The request: Each line below should be reproduced without any alteration.
-=-=-=-=-
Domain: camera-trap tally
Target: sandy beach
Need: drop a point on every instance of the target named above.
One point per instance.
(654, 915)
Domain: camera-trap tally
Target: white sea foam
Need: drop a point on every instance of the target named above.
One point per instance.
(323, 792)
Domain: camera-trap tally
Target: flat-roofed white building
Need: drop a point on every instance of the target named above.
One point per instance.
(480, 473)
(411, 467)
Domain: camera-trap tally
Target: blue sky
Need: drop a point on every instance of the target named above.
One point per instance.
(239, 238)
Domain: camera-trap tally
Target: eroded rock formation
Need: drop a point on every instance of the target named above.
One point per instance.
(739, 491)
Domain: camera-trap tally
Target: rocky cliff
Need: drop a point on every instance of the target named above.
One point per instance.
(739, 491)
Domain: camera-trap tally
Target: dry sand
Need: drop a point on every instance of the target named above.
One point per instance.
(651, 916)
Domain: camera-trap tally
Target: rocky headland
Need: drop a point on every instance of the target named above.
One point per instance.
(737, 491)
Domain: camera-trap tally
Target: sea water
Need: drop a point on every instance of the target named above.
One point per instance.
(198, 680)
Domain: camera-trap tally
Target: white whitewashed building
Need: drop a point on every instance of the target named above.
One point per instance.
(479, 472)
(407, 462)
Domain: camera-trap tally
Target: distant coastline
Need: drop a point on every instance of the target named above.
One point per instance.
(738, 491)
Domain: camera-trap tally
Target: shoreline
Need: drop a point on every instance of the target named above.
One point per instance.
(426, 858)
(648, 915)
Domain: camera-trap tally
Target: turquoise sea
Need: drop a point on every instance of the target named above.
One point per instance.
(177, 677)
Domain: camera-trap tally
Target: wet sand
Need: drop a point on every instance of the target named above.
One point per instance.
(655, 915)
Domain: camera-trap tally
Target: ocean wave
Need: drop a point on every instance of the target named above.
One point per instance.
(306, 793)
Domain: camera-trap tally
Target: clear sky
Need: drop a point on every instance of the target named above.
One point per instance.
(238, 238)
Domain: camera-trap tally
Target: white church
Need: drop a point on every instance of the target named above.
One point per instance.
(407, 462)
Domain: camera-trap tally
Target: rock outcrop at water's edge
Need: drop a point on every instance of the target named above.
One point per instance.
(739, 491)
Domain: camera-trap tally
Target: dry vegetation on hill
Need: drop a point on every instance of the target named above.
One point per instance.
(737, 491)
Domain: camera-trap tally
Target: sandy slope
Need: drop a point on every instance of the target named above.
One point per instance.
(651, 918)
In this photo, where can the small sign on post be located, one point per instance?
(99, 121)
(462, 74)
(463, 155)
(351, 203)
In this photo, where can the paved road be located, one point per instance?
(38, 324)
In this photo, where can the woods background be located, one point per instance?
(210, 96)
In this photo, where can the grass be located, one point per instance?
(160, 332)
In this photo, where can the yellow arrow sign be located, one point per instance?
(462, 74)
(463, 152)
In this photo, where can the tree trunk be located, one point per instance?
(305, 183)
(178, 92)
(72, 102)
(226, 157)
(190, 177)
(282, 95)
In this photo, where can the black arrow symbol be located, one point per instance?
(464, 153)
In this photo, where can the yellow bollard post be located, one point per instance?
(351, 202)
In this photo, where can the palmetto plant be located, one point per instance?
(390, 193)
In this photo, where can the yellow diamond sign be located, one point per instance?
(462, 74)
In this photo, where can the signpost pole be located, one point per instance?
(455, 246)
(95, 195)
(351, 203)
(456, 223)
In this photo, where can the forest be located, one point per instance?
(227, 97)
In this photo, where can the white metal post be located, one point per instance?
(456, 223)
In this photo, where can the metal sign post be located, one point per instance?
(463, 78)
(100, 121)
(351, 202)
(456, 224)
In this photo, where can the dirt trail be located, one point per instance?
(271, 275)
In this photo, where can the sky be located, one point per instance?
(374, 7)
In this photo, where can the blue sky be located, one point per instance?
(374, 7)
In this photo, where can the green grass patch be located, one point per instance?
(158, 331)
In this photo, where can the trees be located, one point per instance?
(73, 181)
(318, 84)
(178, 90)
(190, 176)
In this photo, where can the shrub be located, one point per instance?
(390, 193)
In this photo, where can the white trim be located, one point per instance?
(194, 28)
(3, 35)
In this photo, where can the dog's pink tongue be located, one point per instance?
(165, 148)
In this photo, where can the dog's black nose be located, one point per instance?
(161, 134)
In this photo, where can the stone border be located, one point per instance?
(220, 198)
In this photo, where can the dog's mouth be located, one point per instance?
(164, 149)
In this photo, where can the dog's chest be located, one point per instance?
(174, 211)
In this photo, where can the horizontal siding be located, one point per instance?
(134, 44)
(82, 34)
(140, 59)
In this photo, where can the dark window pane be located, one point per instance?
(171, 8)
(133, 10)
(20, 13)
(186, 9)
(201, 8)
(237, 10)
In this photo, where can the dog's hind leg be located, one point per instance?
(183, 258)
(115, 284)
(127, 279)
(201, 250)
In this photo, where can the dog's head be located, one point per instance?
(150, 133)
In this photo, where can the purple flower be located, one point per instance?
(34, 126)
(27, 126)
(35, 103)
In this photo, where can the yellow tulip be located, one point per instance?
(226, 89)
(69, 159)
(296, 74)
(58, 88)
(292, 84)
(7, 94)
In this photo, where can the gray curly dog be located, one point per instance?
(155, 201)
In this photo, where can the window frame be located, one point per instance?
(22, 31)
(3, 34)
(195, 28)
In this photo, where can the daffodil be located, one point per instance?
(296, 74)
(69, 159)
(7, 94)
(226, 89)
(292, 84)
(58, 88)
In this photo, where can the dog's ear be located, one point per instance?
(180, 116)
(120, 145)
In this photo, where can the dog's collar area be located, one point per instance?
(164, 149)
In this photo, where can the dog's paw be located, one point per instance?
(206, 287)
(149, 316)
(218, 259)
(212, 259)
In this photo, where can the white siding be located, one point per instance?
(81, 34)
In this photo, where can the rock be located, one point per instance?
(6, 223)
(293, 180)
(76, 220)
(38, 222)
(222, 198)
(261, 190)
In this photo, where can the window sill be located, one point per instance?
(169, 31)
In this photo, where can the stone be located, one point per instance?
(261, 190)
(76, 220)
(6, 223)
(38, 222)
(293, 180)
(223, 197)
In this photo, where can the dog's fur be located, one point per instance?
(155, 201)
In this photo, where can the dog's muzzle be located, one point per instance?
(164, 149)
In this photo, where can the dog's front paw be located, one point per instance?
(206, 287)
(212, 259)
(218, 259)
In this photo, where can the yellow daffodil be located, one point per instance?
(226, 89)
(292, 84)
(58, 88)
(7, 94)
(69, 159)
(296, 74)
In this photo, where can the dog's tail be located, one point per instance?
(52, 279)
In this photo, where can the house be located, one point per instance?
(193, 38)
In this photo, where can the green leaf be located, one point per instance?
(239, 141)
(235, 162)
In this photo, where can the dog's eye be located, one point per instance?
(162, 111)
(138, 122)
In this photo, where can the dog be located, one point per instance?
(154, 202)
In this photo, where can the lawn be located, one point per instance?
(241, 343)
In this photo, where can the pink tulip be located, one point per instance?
-=-=-=-=-
Solution:
Domain: camera-trap tally
Target: sandy beach
Need: drop a point on every instance of the target named above.
One point per instance.
(654, 915)
Domain: camera-trap tally
Target: white sea foam
Need: drop a point on every instance of the target named above.
One point per instance.
(323, 792)
Domain: camera-trap tally
Target: flat-roofed white building
Need: drop a point on every instance of the target named above.
One point per instance.
(480, 473)
(411, 467)
Domain: camera-trap tally
Target: blue sky
Need: drop a point on every instance of the target named above.
One point per instance.
(239, 238)
Domain: camera-trap tally
Target: eroded rock formation
Need: drop a point on every instance of the target named above.
One point per instance.
(739, 491)
Domain: camera-trap tally
Target: rocky cliff
Need: drop a point on every instance of the target named above.
One point per instance.
(739, 491)
Domain: camera-trap tally
Target: dry sand
Need: drop a point on every instance of the target named above.
One point per instance.
(651, 916)
Domain: camera-trap tally
Target: rocky headland
Need: drop a point on every instance of the target named above.
One point per instance.
(737, 491)
Domain: camera-trap tally
Target: sea water
Need: drop a point on every instance of the target named above.
One point per instance.
(198, 680)
Domain: camera-trap tally
Target: white whitewashed building
Need: drop a point on every instance of the target named above.
One point per instance.
(479, 472)
(407, 462)
Domain: camera-trap tally
Target: distant coastline
Need: drop a point on every instance of the target named above.
One point per instance.
(738, 491)
Domain: camera-trap tally
Target: shoreline
Need: drop a point on every instance of the target named above.
One point per instance.
(426, 858)
(648, 915)
Domain: camera-trap tally
Target: turquoise sea
Need: drop a point on every instance of the target named above.
One point per instance.
(177, 677)
Domain: camera-trap tally
Target: wet sand
Need: drop a point on every instance of the target named above.
One point per instance.
(655, 915)
Domain: camera-trap tally
Target: ocean wave
Need: drop a point on every instance of the target named above.
One point per instance.
(306, 793)
Domain: camera-trap tally
Target: clear sky
Need: drop a point on every instance of the target named above.
One point per instance.
(238, 238)
Domain: camera-trap tally
Target: white church
Need: drop a point on every instance of the target named above.
One point per instance.
(407, 462)
Domain: camera-trap tally
Target: rock outcrop at water's edge
Need: drop a point on every instance of the target named above.
One point per instance.
(739, 491)
Domain: camera-trap tally
Target: dry vegetation on hill
Need: drop a point on every instance of the target named above.
One point per instance.
(737, 491)
Domain: camera-trap tally
Target: sandy slope
Need: drop a point on every instance of the target named above.
One point per instance.
(651, 918)
In this photo, where can the small sign on post be located, one point per instance?
(99, 121)
(462, 74)
(463, 155)
(351, 203)
In this photo, where can the paved road be located, one point per instance?
(38, 324)
In this photo, where can the woods background be located, one point per instance?
(210, 96)
In this photo, where can the grass be located, one point per instance?
(160, 332)
In this photo, where can the yellow arrow sign be located, one point per instance?
(462, 74)
(463, 152)
In this photo, where can the tree trunk be located, one point per instance?
(305, 183)
(178, 92)
(72, 102)
(226, 157)
(190, 177)
(282, 95)
In this photo, where can the black arrow symbol be located, one point per instance?
(464, 153)
In this photo, where can the yellow bollard post be located, one point per instance?
(351, 202)
In this photo, where can the palmetto plant be located, one point per instance?
(390, 193)
In this photo, where can the yellow diamond sign be located, one point per instance?
(462, 74)
In this photo, where can the signpost pole be located, one point per instance?
(455, 246)
(95, 195)
(351, 203)
(456, 223)
In this photo, where can the forest be located, one point per instance?
(227, 97)
In this photo, where can the white metal post be located, one point per instance?
(456, 223)
In this photo, where can the metal sign post be located, one point per instance?
(463, 78)
(100, 121)
(351, 202)
(456, 224)
In this photo, where can the dirt trail be located, one point per instance?
(271, 275)
In this photo, where can the sky be located, one point per instance?
(374, 7)
In this photo, where can the blue sky be located, one point per instance?
(374, 7)
In this photo, where can the green grass patch be located, one point per instance?
(158, 331)
In this photo, where can the trees be located, one point per instance?
(73, 181)
(318, 84)
(178, 90)
(190, 176)
In this photo, where can the shrub be located, one point per instance?
(390, 193)
In this photo, where can the white trim be located, one point per instance?
(194, 28)
(3, 35)
In this photo, where can the dog's pink tongue be located, one point per instance?
(165, 148)
In this photo, where can the dog's black nose be located, one point per instance?
(161, 134)
In this photo, where can the stone border be located, one point per instance?
(220, 198)
In this photo, where can the dog's mouth be located, one point per instance?
(164, 149)
In this photo, where can the dog's chest be located, one point per instance?
(174, 211)
In this photo, where can the horizontal siding be located, one point per instance?
(134, 44)
(82, 34)
(140, 59)
In this photo, where can the dark window pane be located, one point per instance?
(171, 8)
(133, 10)
(20, 13)
(186, 9)
(201, 8)
(237, 10)
In this photo, where can the dog's hind leg be located, one point per instance?
(183, 258)
(115, 284)
(127, 279)
(201, 250)
In this photo, where can the dog's head be located, one point per instance?
(150, 133)
In this photo, where can the purple flower be located, one point per instance?
(34, 126)
(27, 126)
(35, 103)
In this photo, where can the yellow tulip be located, one point per instance?
(226, 89)
(69, 159)
(296, 74)
(58, 88)
(292, 84)
(7, 94)
In this photo, where can the gray curly dog be located, one point per instance?
(155, 201)
In this photo, where can the window frame be located, one point per instance?
(22, 31)
(3, 34)
(195, 28)
In this photo, where can the daffodil be located, one point per instance?
(296, 74)
(69, 159)
(7, 94)
(226, 89)
(292, 84)
(58, 88)
In this photo, where can the dog's ear be located, one point per instance?
(180, 116)
(120, 145)
In this photo, where can the dog's collar area be located, one point per instance?
(164, 149)
In this photo, where can the dog's paw be located, one point per instance?
(206, 287)
(149, 316)
(218, 259)
(212, 259)
In this photo, where can the white siding be located, one point per instance?
(81, 34)
In this photo, where can the rock be located, one point per instance?
(6, 223)
(293, 180)
(76, 220)
(38, 222)
(222, 198)
(261, 190)
In this photo, where can the window sill be located, one point per instance?
(169, 31)
In this photo, where can the stone be located, one point per instance?
(261, 190)
(76, 220)
(6, 223)
(38, 222)
(293, 180)
(223, 197)
In this photo, where can the dog's fur be located, one point per instance?
(155, 201)
In this photo, where can the dog's muzzle be located, one point per instance?
(164, 149)
In this photo, where can the dog's front paw be located, one point per instance?
(206, 287)
(212, 259)
(218, 259)
In this photo, where can the yellow daffodil be located, one point per instance?
(226, 89)
(292, 84)
(58, 88)
(7, 94)
(69, 159)
(296, 74)
In this photo, where can the dog's tail be located, one point per instance?
(52, 279)
In this photo, where can the house be located, one point per instance?
(193, 38)
In this photo, where can the green leaf be located, one point per instance?
(239, 141)
(235, 162)
In this photo, where can the dog's eye be located, one point per instance?
(162, 111)
(138, 122)
In this photo, where can the dog be located, one point per instance?
(154, 202)
In this photo, where can the lawn be located, one point per instance?
(241, 343)
In this photo, where can the pink tulip be located, one point per instance?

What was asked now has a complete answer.